* Begin SUPPLIED RECORDS *

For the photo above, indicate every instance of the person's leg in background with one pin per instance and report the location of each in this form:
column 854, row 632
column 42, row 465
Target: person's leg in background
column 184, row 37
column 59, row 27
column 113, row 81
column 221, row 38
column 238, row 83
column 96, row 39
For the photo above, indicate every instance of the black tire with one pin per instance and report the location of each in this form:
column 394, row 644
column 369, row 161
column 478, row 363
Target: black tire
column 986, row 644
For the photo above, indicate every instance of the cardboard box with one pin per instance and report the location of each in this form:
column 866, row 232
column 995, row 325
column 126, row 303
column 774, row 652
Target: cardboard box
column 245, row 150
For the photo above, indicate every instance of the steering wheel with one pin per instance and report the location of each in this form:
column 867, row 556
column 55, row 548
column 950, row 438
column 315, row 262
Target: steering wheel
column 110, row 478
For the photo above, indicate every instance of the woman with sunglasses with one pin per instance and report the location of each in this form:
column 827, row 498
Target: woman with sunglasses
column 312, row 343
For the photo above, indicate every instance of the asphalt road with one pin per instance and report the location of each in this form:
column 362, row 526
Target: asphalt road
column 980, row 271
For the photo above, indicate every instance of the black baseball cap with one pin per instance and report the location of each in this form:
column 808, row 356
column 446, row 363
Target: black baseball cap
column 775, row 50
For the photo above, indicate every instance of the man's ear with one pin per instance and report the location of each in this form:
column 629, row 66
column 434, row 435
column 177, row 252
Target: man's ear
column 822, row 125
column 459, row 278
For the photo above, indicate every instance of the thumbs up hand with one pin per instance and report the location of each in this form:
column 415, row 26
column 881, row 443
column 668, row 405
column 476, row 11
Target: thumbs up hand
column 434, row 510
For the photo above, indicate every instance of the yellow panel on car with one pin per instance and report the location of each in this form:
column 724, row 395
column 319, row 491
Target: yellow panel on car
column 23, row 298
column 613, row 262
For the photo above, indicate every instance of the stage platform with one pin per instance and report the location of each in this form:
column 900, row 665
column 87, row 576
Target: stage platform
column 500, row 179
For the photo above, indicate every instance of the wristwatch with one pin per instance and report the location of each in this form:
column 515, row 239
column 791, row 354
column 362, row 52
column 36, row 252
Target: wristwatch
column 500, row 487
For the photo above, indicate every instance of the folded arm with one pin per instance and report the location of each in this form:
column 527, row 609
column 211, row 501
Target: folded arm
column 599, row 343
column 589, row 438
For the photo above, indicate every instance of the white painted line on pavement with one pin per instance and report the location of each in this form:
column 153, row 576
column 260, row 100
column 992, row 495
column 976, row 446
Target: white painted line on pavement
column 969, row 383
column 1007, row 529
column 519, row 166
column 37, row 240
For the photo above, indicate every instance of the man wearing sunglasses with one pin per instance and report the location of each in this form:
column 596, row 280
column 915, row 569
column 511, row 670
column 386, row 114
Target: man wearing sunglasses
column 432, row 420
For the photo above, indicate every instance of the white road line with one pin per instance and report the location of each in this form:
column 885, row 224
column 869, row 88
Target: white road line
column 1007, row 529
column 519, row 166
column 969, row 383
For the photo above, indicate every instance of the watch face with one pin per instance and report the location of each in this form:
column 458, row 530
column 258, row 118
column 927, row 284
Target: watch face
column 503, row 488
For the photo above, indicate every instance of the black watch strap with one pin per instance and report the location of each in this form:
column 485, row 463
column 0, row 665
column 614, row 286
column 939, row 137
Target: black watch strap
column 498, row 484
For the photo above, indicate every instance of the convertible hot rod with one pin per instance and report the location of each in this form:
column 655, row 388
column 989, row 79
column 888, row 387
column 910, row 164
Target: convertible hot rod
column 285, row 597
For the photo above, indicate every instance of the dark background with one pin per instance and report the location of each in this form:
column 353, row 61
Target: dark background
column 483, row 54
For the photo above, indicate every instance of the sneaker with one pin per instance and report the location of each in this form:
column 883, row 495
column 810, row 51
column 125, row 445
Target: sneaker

* End SUPPLIED RECORDS *

# REQUIRED WORK
Can you turn every line of the material above into a numbered list, skipping any blank lines?

# WORKED SOLUTION
1. For the photo above, indicate every instance of the person's leg in background with one pin per instance and report the location of each in this form:
2. column 854, row 632
3. column 42, row 465
4. Target: person's leg in background
5. column 184, row 37
6. column 59, row 27
7. column 113, row 81
8. column 221, row 38
9. column 238, row 83
10. column 96, row 39
11. For the photo above, indicate every instance of the black tire with one pin per instance and report the location of each in this form:
12. column 394, row 644
13. column 369, row 161
14. column 478, row 363
15. Target: black tire
16. column 986, row 644
17. For the photo above, indicate every instance of the cardboard box with one pin per instance and report the location of each in this form:
18. column 866, row 232
19. column 995, row 325
20. column 126, row 303
21. column 774, row 652
22. Target: cardboard box
23. column 245, row 150
24. For the photo above, indicate every instance of the steering wheel with one pin per instance and report the location of each in this form:
25. column 867, row 556
26. column 55, row 548
27. column 950, row 438
28. column 315, row 262
29. Target: steering wheel
30. column 110, row 478
31. For the photo above, indicate every instance of the woman with sunglasses with one pin per instance and report the location of each in this form:
32. column 827, row 498
33. Target: woman with sunglasses
34. column 312, row 343
35. For the photo above, indicate every instance of the asphalt road with one pin per instance and report the location of each in this form:
36. column 362, row 526
37. Target: asphalt road
38. column 980, row 271
39. For the photo above, indicate every instance of the black baseball cap with one pin per instance and report the location of each in this form:
40. column 808, row 356
41. column 446, row 363
42. Target: black baseball cap
43. column 775, row 50
44. For the photo above, indicate every instance of the man's ear with one pin per instance and report the location of each in this form:
45. column 629, row 66
46. column 434, row 435
47. column 177, row 252
48. Target: man's ear
49. column 822, row 125
50. column 459, row 278
51. For the photo above, indicate every instance of the thumbs up hand with one pin per instance and report the location of each in this form:
52. column 415, row 26
53. column 881, row 443
54. column 668, row 405
55. column 476, row 11
56. Target: thumbs up hand
57. column 434, row 510
58. For the photo above, indicate every instance of the yellow panel on car with one pin per instance and report the location of each in this form:
59. column 724, row 395
60. column 319, row 491
61. Target: yellow panel on car
62. column 23, row 298
63. column 613, row 262
64. For the photo above, indicate every instance of the stage platform with one pin per instance and report the location of each in this form:
65. column 900, row 665
66. column 87, row 576
67. Target: stage platform
68. column 500, row 179
69. For the photo above, indicate every instance of the wristwatch with one pin per instance and report the location of each in this form:
70. column 515, row 239
71. column 791, row 354
72. column 362, row 52
73. column 36, row 252
74. Target: wristwatch
75. column 500, row 487
76. For the photo above, indicate every instance of the folded arm with one pin per instance and report the location of each in this form:
77. column 527, row 609
78. column 211, row 501
79. Target: folded arm
80. column 599, row 343
81. column 589, row 438
82. For the photo above, indicate every instance of the white painted line on pavement with one pin per instance and report the location of each in this form:
83. column 153, row 576
84. column 260, row 100
85. column 992, row 495
86. column 976, row 446
87. Target: white painted line on pavement
88. column 969, row 383
89. column 1007, row 529
90. column 519, row 166
91. column 37, row 240
92. For the photo above, indicate every instance of the man wearing sunglasses with one pin per instance and report the location of each in this form:
93. column 596, row 280
94. column 915, row 569
95. column 511, row 670
96. column 386, row 114
97. Target: man wearing sunglasses
98. column 432, row 420
99. For the photo above, indicate every instance of the white road line with one pin per instance and report the location of each in this form:
100. column 885, row 224
101. column 869, row 88
102. Target: white road line
103. column 1007, row 529
104. column 519, row 166
105. column 969, row 383
106. For the photo above, indicate every instance of the watch face with one pin per instance and report the location of each in this form:
107. column 458, row 530
108. column 258, row 118
109. column 927, row 284
110. Target: watch face
111. column 503, row 488
112. For the photo above, indicate every instance of the black watch strap with one pin per instance and report the location of each in this form:
113. column 485, row 463
114. column 0, row 665
115. column 614, row 286
116. column 939, row 137
117. Target: black watch strap
118. column 498, row 484
119. For the photo above, indicate every instance of the convertible hot rod with one pin per instance and report the location of each in this form:
120. column 655, row 388
121. column 989, row 79
122. column 888, row 387
123. column 910, row 164
124. Target: convertible hot rod
125. column 285, row 597
126. For the photo above, indicate every instance of the dark background with one pin per instance and report the location of each in this form:
127. column 353, row 61
128. Target: dark background
129. column 483, row 54
130. For the photo above, indicate every instance of the sneaker with one pin per instance and report the location of each in this form:
131. column 883, row 495
132. column 810, row 51
133. column 125, row 445
134. Target: sneaker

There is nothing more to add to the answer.